● Extract provided:
□ □ □ □ □
# Roof Rack Ranger App - Prevents driving into garage with bike / gear



## bikerx40 (Jan 9, 2004)

Hi All,
My brother and I co-developed and just released an iPhone app called Roof Rack Ranger. It is an advance warning app to prevent you from driving your bike, kayak, Rocket box, canoe, etc, into your garage.

After driving one of my bikes into a car port, I decided to work with my brother on programming an app to warn you before driving into your garage. The unique thing about Roof Rack Ranger is that it only requires a simple one-time set-up and then it is truly "hands free" after that; the app runs in the background and provides warning when necessary.

During the one-time setup you just define your "Home" location and each of the "Activity locations" (trail heads, lakes, rivers, etc) that you might go biking, boating, canoeing, skiing, or camping. Roof Rack Ranger runs in the background of your phone and senses the pattern of traveling into these Activity regions and is "triggered". Then, as you head back Home, Roof Rack Ranger automatically provides a warning as you approach your Home location.
□ □ □ □ □
● Entries supplied:
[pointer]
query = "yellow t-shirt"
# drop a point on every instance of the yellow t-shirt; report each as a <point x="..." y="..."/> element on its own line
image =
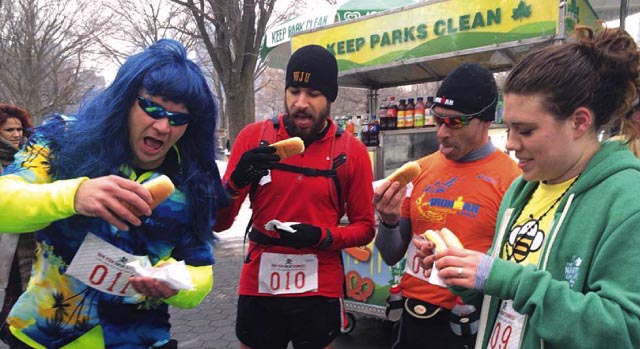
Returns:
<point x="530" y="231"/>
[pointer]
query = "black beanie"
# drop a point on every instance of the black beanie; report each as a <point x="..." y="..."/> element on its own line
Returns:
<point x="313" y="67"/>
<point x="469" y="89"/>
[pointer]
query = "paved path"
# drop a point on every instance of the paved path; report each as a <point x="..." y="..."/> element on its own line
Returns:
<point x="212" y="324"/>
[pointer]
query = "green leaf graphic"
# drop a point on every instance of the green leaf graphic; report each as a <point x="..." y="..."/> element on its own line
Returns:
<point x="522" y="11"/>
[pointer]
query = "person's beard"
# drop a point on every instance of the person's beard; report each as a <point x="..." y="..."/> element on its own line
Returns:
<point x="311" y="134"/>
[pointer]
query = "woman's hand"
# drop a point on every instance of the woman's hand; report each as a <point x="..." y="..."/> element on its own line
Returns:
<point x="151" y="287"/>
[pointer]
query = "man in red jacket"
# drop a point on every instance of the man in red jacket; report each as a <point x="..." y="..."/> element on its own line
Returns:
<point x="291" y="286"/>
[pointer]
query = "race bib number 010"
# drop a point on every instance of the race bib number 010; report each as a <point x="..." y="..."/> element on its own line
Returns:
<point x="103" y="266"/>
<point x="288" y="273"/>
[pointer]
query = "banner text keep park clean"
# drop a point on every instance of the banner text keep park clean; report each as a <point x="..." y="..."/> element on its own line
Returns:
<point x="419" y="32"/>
□ □ □ □ □
● Requests:
1. In the Roof Rack Ranger post, which activities does the description of the one-time setup name as things you might go do at your Activity locations?
2. Return the text of the Roof Rack Ranger post between "# Roof Rack" and "etc, into your garage.", inclusive.

● Expected outputs:
1. biking, boating, canoeing, skiing, camping

2.
# Roof Rack Ranger App - Prevents driving into garage with bike / gear



## bikerx40 (Jan 9, 2004)

Hi All,
My brother and I co-developed and just released an iPhone app called Roof Rack Ranger. It is an advance warning app to prevent you from driving your bike, kayak, Rocket box, canoe, etc, into your garage.